Polygon annotations for photos:
-=-=-

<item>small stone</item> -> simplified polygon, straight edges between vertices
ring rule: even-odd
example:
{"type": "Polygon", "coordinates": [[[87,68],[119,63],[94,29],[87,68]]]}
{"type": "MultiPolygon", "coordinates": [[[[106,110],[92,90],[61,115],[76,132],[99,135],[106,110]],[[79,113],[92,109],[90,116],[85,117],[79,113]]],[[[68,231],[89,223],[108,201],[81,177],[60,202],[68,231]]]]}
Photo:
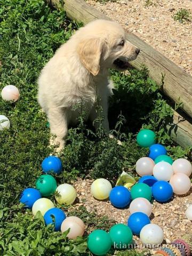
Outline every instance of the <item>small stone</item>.
{"type": "Polygon", "coordinates": [[[171,221],[170,225],[171,227],[174,227],[176,224],[177,220],[174,219],[171,221]]]}
{"type": "Polygon", "coordinates": [[[180,228],[181,230],[185,231],[185,225],[183,223],[181,223],[180,225],[180,228]]]}
{"type": "Polygon", "coordinates": [[[175,9],[174,8],[169,8],[168,9],[168,11],[169,12],[173,12],[173,11],[175,11],[175,9]]]}
{"type": "Polygon", "coordinates": [[[166,243],[167,244],[171,244],[171,240],[170,240],[169,239],[166,238],[166,239],[165,239],[165,241],[166,241],[166,243]]]}
{"type": "Polygon", "coordinates": [[[149,18],[149,20],[150,20],[150,21],[155,21],[156,19],[154,17],[150,17],[149,18]]]}

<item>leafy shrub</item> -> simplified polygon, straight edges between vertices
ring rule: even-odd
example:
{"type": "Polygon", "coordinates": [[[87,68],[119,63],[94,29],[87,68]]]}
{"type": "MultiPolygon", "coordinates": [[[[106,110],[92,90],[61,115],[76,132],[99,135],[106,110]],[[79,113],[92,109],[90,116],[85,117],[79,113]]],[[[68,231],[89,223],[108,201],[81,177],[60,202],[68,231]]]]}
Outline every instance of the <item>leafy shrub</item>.
{"type": "MultiPolygon", "coordinates": [[[[0,90],[14,84],[21,93],[15,103],[0,100],[1,114],[11,121],[10,129],[1,131],[0,253],[90,255],[86,252],[86,238],[68,241],[66,234],[54,233],[51,227],[45,226],[41,216],[33,220],[28,211],[18,206],[21,191],[35,186],[43,159],[55,153],[54,148],[48,147],[50,131],[37,101],[37,78],[55,50],[79,25],[69,22],[63,10],[51,10],[42,0],[0,0],[0,90]]],[[[173,109],[149,78],[147,70],[143,67],[130,75],[111,70],[111,75],[115,89],[109,119],[113,133],[123,145],[106,137],[101,126],[95,132],[91,125],[84,124],[82,108],[79,125],[69,129],[67,145],[61,153],[64,170],[55,177],[58,184],[78,177],[103,177],[115,183],[123,169],[135,175],[135,162],[148,151],[135,142],[135,133],[141,127],[155,131],[158,142],[167,145],[173,157],[188,152],[179,146],[171,147],[172,142],[165,127],[172,121],[173,109]]],[[[101,123],[99,107],[98,110],[101,115],[97,122],[101,123]]],[[[114,223],[83,208],[78,214],[82,218],[89,217],[85,220],[90,229],[96,225],[108,229],[114,223]]]]}
{"type": "Polygon", "coordinates": [[[19,256],[87,256],[86,237],[68,239],[68,231],[61,234],[44,224],[39,213],[33,219],[24,214],[19,206],[0,211],[0,252],[1,255],[19,256]],[[11,220],[9,214],[11,214],[11,220]]]}

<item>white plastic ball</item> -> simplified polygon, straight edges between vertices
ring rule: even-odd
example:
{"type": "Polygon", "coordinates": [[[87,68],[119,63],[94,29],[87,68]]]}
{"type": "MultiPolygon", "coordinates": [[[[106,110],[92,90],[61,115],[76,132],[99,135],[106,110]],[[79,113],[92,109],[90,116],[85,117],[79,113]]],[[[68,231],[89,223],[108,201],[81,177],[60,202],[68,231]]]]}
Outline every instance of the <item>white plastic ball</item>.
{"type": "Polygon", "coordinates": [[[95,198],[103,200],[109,197],[111,189],[111,184],[108,180],[106,179],[98,179],[92,183],[91,194],[95,198]]]}
{"type": "Polygon", "coordinates": [[[141,229],[140,237],[145,244],[161,244],[163,241],[163,231],[156,224],[148,224],[141,229]]]}
{"type": "Polygon", "coordinates": [[[77,236],[82,236],[85,231],[85,225],[79,218],[71,216],[67,218],[62,222],[61,230],[63,233],[70,228],[67,237],[70,239],[76,239],[77,236]]]}
{"type": "Polygon", "coordinates": [[[184,173],[175,173],[172,177],[170,183],[173,192],[177,195],[185,195],[189,191],[191,181],[189,178],[184,173]]]}
{"type": "Polygon", "coordinates": [[[186,215],[189,220],[192,220],[192,204],[189,205],[186,212],[186,215]]]}
{"type": "Polygon", "coordinates": [[[137,161],[136,172],[140,176],[151,175],[155,166],[154,161],[149,157],[141,157],[137,161]]]}
{"type": "Polygon", "coordinates": [[[59,185],[56,189],[56,192],[59,193],[59,195],[55,196],[55,199],[60,204],[72,204],[77,196],[75,189],[70,184],[59,185]]]}
{"type": "Polygon", "coordinates": [[[184,173],[189,177],[192,173],[192,166],[189,161],[185,158],[179,158],[173,162],[172,167],[174,173],[184,173]]]}
{"type": "Polygon", "coordinates": [[[0,131],[3,129],[9,129],[10,127],[10,122],[5,116],[0,115],[0,131]]]}
{"type": "Polygon", "coordinates": [[[53,203],[50,199],[45,198],[39,198],[34,203],[32,207],[32,212],[35,215],[39,211],[42,215],[44,216],[48,210],[54,207],[53,203]]]}
{"type": "Polygon", "coordinates": [[[14,85],[5,86],[1,92],[2,99],[7,101],[15,102],[19,98],[19,90],[14,85]]]}
{"type": "Polygon", "coordinates": [[[149,217],[152,212],[152,205],[147,199],[138,197],[132,201],[129,210],[131,214],[140,212],[145,213],[149,217]]]}
{"type": "Polygon", "coordinates": [[[169,181],[173,175],[172,165],[166,162],[159,162],[153,169],[153,175],[158,180],[169,181]]]}

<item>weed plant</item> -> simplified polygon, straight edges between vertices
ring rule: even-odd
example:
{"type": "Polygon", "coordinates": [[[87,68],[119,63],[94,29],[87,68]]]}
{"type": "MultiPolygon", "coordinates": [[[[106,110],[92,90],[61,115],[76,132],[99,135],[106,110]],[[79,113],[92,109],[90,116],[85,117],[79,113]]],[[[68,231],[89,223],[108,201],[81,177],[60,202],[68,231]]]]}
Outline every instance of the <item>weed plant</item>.
{"type": "MultiPolygon", "coordinates": [[[[45,226],[42,216],[33,219],[31,212],[19,204],[22,190],[34,187],[43,159],[55,153],[49,147],[50,130],[37,101],[37,78],[79,25],[68,20],[63,10],[51,10],[42,0],[0,0],[0,90],[13,84],[21,94],[14,103],[0,99],[1,114],[11,122],[9,130],[1,131],[0,254],[89,255],[86,237],[68,240],[67,233],[54,233],[52,227],[45,226]]],[[[61,153],[63,171],[55,177],[59,185],[77,177],[105,178],[114,184],[122,169],[135,176],[137,160],[148,152],[135,142],[141,127],[154,130],[158,142],[167,147],[173,158],[186,156],[189,150],[172,147],[165,127],[172,121],[173,109],[145,67],[129,75],[111,70],[111,77],[115,89],[109,119],[112,132],[123,145],[106,137],[101,125],[95,132],[84,123],[82,107],[79,124],[69,129],[67,145],[61,153]]],[[[99,110],[97,122],[100,123],[99,107],[99,110]]],[[[90,230],[107,230],[114,223],[83,208],[73,214],[84,219],[90,230]]],[[[125,253],[119,255],[140,255],[125,253]]]]}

-=-=-

• [SHORT PROBLEM] Copy every line of the listing verbatim, omitting the pictures.

• [ANSWER]
<item>small stone</item> -> simplified polygon, straight edges between vertices
ring rule: even-odd
example:
{"type": "Polygon", "coordinates": [[[87,68],[119,63],[94,29],[87,68]]]}
{"type": "MultiPolygon", "coordinates": [[[[106,110],[92,90],[61,115],[76,132],[99,135],[106,110]],[[79,113],[92,109],[90,116],[85,117],[79,113]]],[[[68,231],[89,223],[108,201],[81,177],[60,202],[68,231]]]]}
Photo:
Outline every instance of the <item>small stone</item>.
{"type": "Polygon", "coordinates": [[[171,221],[170,225],[171,227],[174,227],[176,224],[177,220],[174,219],[171,221]]]}
{"type": "Polygon", "coordinates": [[[180,228],[181,230],[185,231],[185,225],[183,223],[181,223],[180,225],[180,228]]]}
{"type": "Polygon", "coordinates": [[[175,9],[174,8],[169,8],[168,9],[168,11],[169,12],[173,12],[173,11],[175,11],[175,9]]]}
{"type": "Polygon", "coordinates": [[[166,243],[167,244],[171,244],[171,240],[170,240],[169,239],[166,238],[166,239],[165,239],[165,241],[166,241],[166,243]]]}
{"type": "Polygon", "coordinates": [[[149,18],[149,20],[150,20],[150,21],[155,21],[156,19],[154,17],[150,17],[149,18]]]}

<item>leafy shrub</item> -> simplified polygon, straight edges between vertices
ring rule: even-odd
example:
{"type": "Polygon", "coordinates": [[[87,68],[119,63],[94,29],[87,68]]]}
{"type": "MultiPolygon", "coordinates": [[[[106,110],[92,90],[61,115],[76,132],[99,135],[106,110]],[[79,113],[92,109],[90,116],[85,117],[79,113]]],[[[68,231],[89,223],[108,201],[81,177],[60,202],[68,231]]]]}
Outline every instance of the <item>leafy shrub</item>.
{"type": "MultiPolygon", "coordinates": [[[[0,90],[14,84],[21,93],[15,103],[0,100],[1,114],[11,121],[10,129],[1,131],[0,253],[90,255],[86,252],[86,238],[68,241],[66,234],[54,233],[51,227],[45,226],[41,216],[33,220],[28,211],[18,206],[21,191],[35,186],[43,159],[55,153],[54,148],[48,147],[50,131],[37,101],[37,78],[55,50],[79,25],[69,22],[63,10],[51,10],[42,0],[0,0],[0,90]]],[[[173,109],[149,78],[147,70],[143,67],[130,75],[111,70],[111,75],[115,89],[109,119],[113,133],[123,145],[106,137],[101,126],[95,132],[91,125],[84,124],[82,108],[79,125],[69,129],[67,145],[61,153],[64,170],[55,177],[58,184],[78,177],[103,177],[115,183],[123,169],[135,175],[135,162],[148,151],[135,142],[135,133],[141,127],[155,131],[158,142],[167,145],[173,157],[188,152],[179,146],[171,147],[172,142],[165,127],[172,121],[173,109]]],[[[101,123],[99,107],[98,110],[101,115],[97,122],[101,123]]],[[[114,223],[83,208],[78,214],[82,218],[89,217],[85,220],[90,229],[96,225],[108,229],[114,223]]]]}
{"type": "Polygon", "coordinates": [[[19,256],[87,256],[86,237],[68,239],[68,231],[61,234],[44,224],[39,213],[33,219],[24,214],[19,206],[0,211],[0,252],[1,255],[19,256]],[[11,220],[9,214],[11,214],[11,220]]]}

<item>white plastic ball</item> -> simplified polygon, straight edges between vertices
ring rule: even-odd
example:
{"type": "Polygon", "coordinates": [[[87,68],[119,63],[94,29],[87,68]]]}
{"type": "MultiPolygon", "coordinates": [[[[106,110],[92,90],[61,115],[76,132],[99,135],[106,110]],[[79,113],[92,109],[90,116],[85,117],[79,113]]],[[[68,231],[89,223],[108,201],[81,177],[60,202],[68,231]]]]}
Outline every instance of the <item>white plastic ball</item>.
{"type": "Polygon", "coordinates": [[[95,198],[103,200],[109,197],[111,189],[111,184],[108,180],[106,179],[98,179],[92,183],[91,194],[95,198]]]}
{"type": "Polygon", "coordinates": [[[141,229],[140,237],[145,244],[161,244],[163,241],[163,231],[156,224],[148,224],[141,229]]]}
{"type": "Polygon", "coordinates": [[[77,236],[82,236],[85,231],[85,225],[79,218],[71,216],[67,218],[62,222],[61,230],[63,233],[70,228],[67,237],[70,239],[76,239],[77,236]]]}
{"type": "Polygon", "coordinates": [[[184,173],[175,173],[172,177],[170,183],[173,192],[177,195],[185,195],[189,191],[191,181],[189,178],[184,173]]]}
{"type": "Polygon", "coordinates": [[[186,215],[189,220],[192,220],[192,204],[189,205],[186,212],[186,215]]]}
{"type": "Polygon", "coordinates": [[[137,161],[136,172],[140,176],[151,175],[155,166],[154,161],[149,157],[141,157],[137,161]]]}
{"type": "Polygon", "coordinates": [[[59,185],[56,189],[56,192],[59,193],[59,195],[55,196],[55,199],[60,204],[72,204],[77,196],[75,189],[70,184],[59,185]]]}
{"type": "Polygon", "coordinates": [[[184,173],[189,177],[192,173],[192,166],[189,161],[185,158],[179,158],[173,162],[172,167],[174,173],[184,173]]]}
{"type": "Polygon", "coordinates": [[[0,131],[3,129],[9,129],[10,127],[10,122],[5,116],[0,115],[0,131]]]}
{"type": "Polygon", "coordinates": [[[53,203],[50,199],[45,198],[39,198],[34,203],[32,207],[32,212],[35,215],[39,211],[42,215],[44,216],[48,210],[54,207],[53,203]]]}
{"type": "Polygon", "coordinates": [[[14,85],[5,86],[1,92],[2,99],[7,101],[15,102],[19,98],[19,90],[14,85]]]}
{"type": "Polygon", "coordinates": [[[149,217],[152,212],[152,205],[147,199],[138,197],[132,201],[129,210],[131,214],[140,212],[145,213],[149,217]]]}
{"type": "Polygon", "coordinates": [[[169,181],[173,175],[172,165],[166,162],[159,162],[153,169],[153,175],[158,180],[169,181]]]}

<item>weed plant</item> -> simplified polygon, straight edges between vertices
ring rule: even-odd
example:
{"type": "Polygon", "coordinates": [[[87,68],[119,63],[94,29],[87,68]]]}
{"type": "MultiPolygon", "coordinates": [[[[106,110],[92,90],[61,115],[76,132],[99,135],[106,110]],[[79,113],[92,109],[90,116],[85,117],[79,113]]],[[[68,231],[89,223],[108,201],[81,177],[60,202],[68,231]]]]}
Outline every instance of the <item>weed plant</item>.
{"type": "MultiPolygon", "coordinates": [[[[45,226],[42,216],[33,219],[31,212],[19,204],[22,190],[34,187],[43,159],[55,153],[49,147],[50,130],[37,101],[37,78],[79,25],[68,20],[63,10],[51,10],[42,0],[0,0],[0,90],[13,84],[21,94],[14,103],[0,99],[1,114],[11,122],[9,130],[1,131],[0,254],[89,255],[86,237],[68,240],[67,233],[54,233],[52,227],[45,226]]],[[[61,153],[63,171],[55,177],[59,185],[77,177],[105,178],[114,184],[122,169],[135,176],[137,160],[148,152],[135,142],[141,127],[154,130],[158,142],[167,147],[173,158],[186,156],[189,150],[172,147],[165,127],[172,121],[173,109],[145,67],[129,75],[111,70],[111,77],[115,89],[109,119],[112,132],[123,145],[106,137],[101,125],[95,132],[84,123],[82,107],[79,124],[69,129],[67,145],[61,153]]],[[[99,110],[97,122],[100,123],[99,107],[99,110]]],[[[90,230],[107,230],[114,223],[83,208],[73,214],[84,219],[90,230]]],[[[125,253],[119,255],[140,255],[125,253]]]]}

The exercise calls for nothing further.